▶ Quoted text:
┌────────

I wanted a transparent and fully automated solution that I can set up once and never worry about again. That’s the only way I can guarantee that all addresses that appear on our website are safe—even the ones that show up in blog comments.

Putting it together#section8

Enough talking. Let’s get our hands dirty.

The ingredients#section9

You’ll need Apache 2 and PHP 4 or later. On the web server, the mod_rewrite module must be enabled and you should be able to set Apache directives through the use of .htaccess files. Most web hosts have this enabled by default, so you probably don’t have to worry about it. For help on these Apache-specific features, check out the Apache documentation.

Put on your masks#section10

Setting up Graceful E-Mail Obfuscation (GEO) involves a few steps. The key is to replace all occurrences of mailto links with innocent-looking URLs. Take this e-mail link as an example:

<a href="mailto:sales@yourcompany.com">
  E-mail our sales department
</a>

After the server-side treatment (I’ll get to that in a minute), that same link will look like this (line wraps marked » —Ed.):

<a href="contact/sales+yourcompany+com" 
rel="nofollow">
  E-mail our sales department
</a>

Let’s just take this one step further and apply some basic ROT13 to it.

<a href="contact/fnyrf+lbhepbzcnal+pbz" 
rel="nofollow">
  E-mail our sales department
</a>

From the results of web exposure tests I did with freshly created addresses, the ROT13 encryption did not seem to be necessary for the technique to be effective. However, it does add an interesting level of obfuscation that certainly won’t do any harm either. If you’re not familiar with ROT13, I should note that it doesn’t add real cryptographic security. Wikipedia offers an accurate description of what ROT13 does:

Applying ROT13 to a piece of text merely requires examining its alphabetic characters and replacing each one by the letter 13 places further along in the alphabet, wrapping back to the beginning if necessary

There are a couple of other things to note here:

  • I choose “contact” as a faux folder name for this example, but you can choose anything you like. To substitute the “@” and the dot in the address, I opted for a “+”. A “+” is typically not allowed in real e-mail addresses and it doesn’t have to be URL-encoded—which will come in handy later on.

└────────

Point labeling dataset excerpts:
┌────────

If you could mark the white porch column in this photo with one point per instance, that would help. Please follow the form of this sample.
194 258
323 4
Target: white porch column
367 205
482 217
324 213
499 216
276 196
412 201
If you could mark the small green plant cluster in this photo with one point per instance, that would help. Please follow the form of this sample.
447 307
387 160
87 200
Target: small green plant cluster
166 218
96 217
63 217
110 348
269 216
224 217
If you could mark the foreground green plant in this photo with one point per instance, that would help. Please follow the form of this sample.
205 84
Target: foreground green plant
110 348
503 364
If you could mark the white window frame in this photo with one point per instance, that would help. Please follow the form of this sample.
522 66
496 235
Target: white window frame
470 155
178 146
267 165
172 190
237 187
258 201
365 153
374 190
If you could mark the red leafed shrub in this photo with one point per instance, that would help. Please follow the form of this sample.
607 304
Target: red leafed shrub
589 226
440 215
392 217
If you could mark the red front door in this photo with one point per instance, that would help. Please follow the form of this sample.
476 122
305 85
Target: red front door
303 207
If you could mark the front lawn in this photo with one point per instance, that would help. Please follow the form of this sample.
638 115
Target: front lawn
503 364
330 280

└────────

▶ Exercise: Render this sentence from the e-mail obfuscation text in Spanish: "The key is to replace all occurrences of mailto links with innocent-looking URLs."

▶ Task answer: La clave es reemplazar todas las apariciones de enlaces mailto por URL de apariencia inocente.